_TRECHO CITADO_
*****

A licença-gestante (ou licença-maternidade) foi criada com dois objetivos iniciais: resguardar a saúde da gestante nos momentos pré e pós-parto e assegurar os cuidados necessários da criança recém-nascida através do convívio com a mãe.
Não obstante, a doutrina e a jurisprudência modernas, tentando acompanhar a evolução social, vem flexibilizando a concessão do referido benefício para suprir situações em que, por vezes, é necessária apenas a proteção à saúde da gestante (no caso de licença concedida por aborto espontâneo) ou na hipótese em que a maternidade ocorre sem gestação, contemplando-se apenas o convívio familiar (no caso, por exemplo, da licença concedida à adotante).
Nesse sentido, a previsão de concessão de licença para os casos de maternidade sem gestação trouxe a lume a constatação de que o fator biológico não é requisito essencial para a concessão do benefício, sendo definitivamente superado por uma interpretação sistemática da ordem constitucional. Nessa linha de raciocínio, é possível observar que juízes e Tribunais de diversas esferas passaram a reconhecer a possibilidade de concessão da licença-gestante em hipóteses em que não há nenhum vínculo biológico entre a mãe e a criança. Destaca-se, nesse sentido, o gozo do benefício por adotantes (conforme supramencionado); decorrente de fertilização in vitro, com gestação realizada por terceiros; e pelo pai ou outro parente em decorrência de óbito ou impossibilidade física da mãe, sendo todas as hipóteses contempladas tanto para casais heteroafetivos quanto homoafetivos.
A hipótese de concessão da licença à mãe não gestante em substituição à gestante, traz mais uma inovação a ser considerada no mundo jurídico. Nesse sentido, o Supremo Tribunal Federal, compreendendo a importância da discussão, reconheceu a repercussão geral de caso idêntico ao tratado nos presentes autos no Recurso Extraordinário 1.211.446, Tema 1.072, em que o Procurador-Geral da República proferiu parecer destacando que: a mãe gestante atua profissionalmente como autônoma e não usufruiu da licença-maternidade, sendo, por isso, assegurada a outorga do benefício à mãe não gestante.
A hipótese de substituição do sujeito beneficiário da licença também não é um tema inédito na legislação brasileira. VIII. A Lei 12.873/2013, de 24 de outubro de 2013, inseriu o §5º no artigo 392-A da CLT, que possui a seguinte redação: A adoção ou guarda judicial conjunta ensejará a concessão de licença-maternidade a apenas um dos adotantes ou guardiães empregado ou empregada. Assim, para os casos de adoção conjunta, a Lei passou a permitir que os próprios pais escolham quem será o beneficiado com a licença.

*****

Registros de um conjunto de rotulagem por pontos

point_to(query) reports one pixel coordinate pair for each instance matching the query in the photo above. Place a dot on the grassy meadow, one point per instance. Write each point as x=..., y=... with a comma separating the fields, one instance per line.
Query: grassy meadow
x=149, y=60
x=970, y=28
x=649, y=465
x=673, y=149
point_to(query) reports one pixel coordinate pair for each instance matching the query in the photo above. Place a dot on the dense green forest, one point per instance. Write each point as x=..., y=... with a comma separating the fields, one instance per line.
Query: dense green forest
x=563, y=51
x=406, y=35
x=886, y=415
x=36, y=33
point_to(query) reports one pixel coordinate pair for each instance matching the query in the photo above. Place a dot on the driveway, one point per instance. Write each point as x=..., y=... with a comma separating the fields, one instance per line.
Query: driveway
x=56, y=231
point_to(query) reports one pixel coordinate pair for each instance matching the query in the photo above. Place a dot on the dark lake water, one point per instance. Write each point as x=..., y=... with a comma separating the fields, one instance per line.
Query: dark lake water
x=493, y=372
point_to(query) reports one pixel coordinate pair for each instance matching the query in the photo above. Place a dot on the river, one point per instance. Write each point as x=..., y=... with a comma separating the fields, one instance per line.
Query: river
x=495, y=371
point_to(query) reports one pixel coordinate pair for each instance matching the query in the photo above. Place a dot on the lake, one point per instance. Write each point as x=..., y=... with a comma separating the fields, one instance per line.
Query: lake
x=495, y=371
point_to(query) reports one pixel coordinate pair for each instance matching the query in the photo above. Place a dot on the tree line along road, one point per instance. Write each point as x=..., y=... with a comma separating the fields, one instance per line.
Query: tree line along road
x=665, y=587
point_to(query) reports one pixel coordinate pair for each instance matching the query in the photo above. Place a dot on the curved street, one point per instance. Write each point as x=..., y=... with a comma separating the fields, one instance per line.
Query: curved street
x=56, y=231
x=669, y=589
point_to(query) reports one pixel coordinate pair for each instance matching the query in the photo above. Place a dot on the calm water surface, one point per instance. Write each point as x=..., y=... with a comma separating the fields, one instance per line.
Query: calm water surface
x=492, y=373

*****

_OBJETIVO 1_
Modifique a listagem da linha que contém "on the dark" até o fim dela, inclusive, trocando "Place a dot" por "Mark a point" e mantendo todo o resto igual. Apresente somente essas linhas.
_OBJETIVO 2_
Dê continuidade ao texto sobre a licença-maternidade a partir do ponto em que ele termina.

_RESPOSTA DA TAREFA 1_
point_to(query) reports one pixel coordinate pair for each instance matching the query in the photo above. Mark a point on the dark lake water, one point per instance. Write each point as x=..., y=... with a comma separating the fields, one instance per line.
Query: dark lake water
x=493, y=372
point_to(query) reports one pixel coordinate pair for each instance matching the query in the photo above. Mark a point on the river, one point per instance. Write each point as x=..., y=... with a comma separating the fields, one instance per line.
Query: river
x=495, y=371
point_to(query) reports one pixel coordinate pair for each instance matching the query in the photo above. Mark a point on the lake, one point per instance. Write each point as x=..., y=... with a comma separating the fields, one instance per line.
Query: lake
x=495, y=371
point_to(query) reports one pixel coordinate pair for each instance matching the query in the photo above. Mark a point on the tree line along road, one point per instance. Write each point as x=..., y=... with a comma separating the fields, one instance per line.
Query: tree line along road
x=665, y=587
point_to(query) reports one pixel coordinate pair for each instance matching the query in the photo above. Mark a point on the curved street, one point per instance. Write each point as x=..., y=... with a comma separating the fields, one instance per line.
Query: curved street
x=56, y=231
x=669, y=589
point_to(query) reports one pixel coordinate pair for each instance matching the query in the photo above. Mark a point on the calm water surface, one point per instance. Write each point as x=..., y=... with a comma separating the fields, one instance per line.
Query: calm water surface
x=492, y=373

_RESPOSTA DA TAREFA 2_
No âmbito da Administração Pública, já é possível encontrar orientações no sentido de aplicar a referida regra para as hipóteses em que ambos os adotantes são funcionários do mesmo órgão. Diante disso, é possível concluir que a licença-gestante (ou licença-maternidade) vem sendo cada vez mais flexibilizada para se adequar às novas realidades sociais em razão do conceito extensivo de família adotado pelos Tribunais Superiores. Dessa forma, a jurisprudência vem dando um maior peso ao período de convívio da criança no seio familiar para a concessão do benefício, independentemente da existência da gestação e, por vezes, até mesmo da figura materna.
Em um caso específico a respeito do assunto, Ana Paula de Oliveira Amaral Mello pleiteia a concessão da licença à gestante em razão do nascimento de sua filha Antônia Amaral Mello Roveratti, em 15 de novembro de 2019, concebida por sua esposa Nicole Roveratti. Alega, ainda, que a sua esposa é profissional autônoma e, portanto, o seu afastamento para cuidar da filha recém-nascida representaria significativa redução da renda familiar.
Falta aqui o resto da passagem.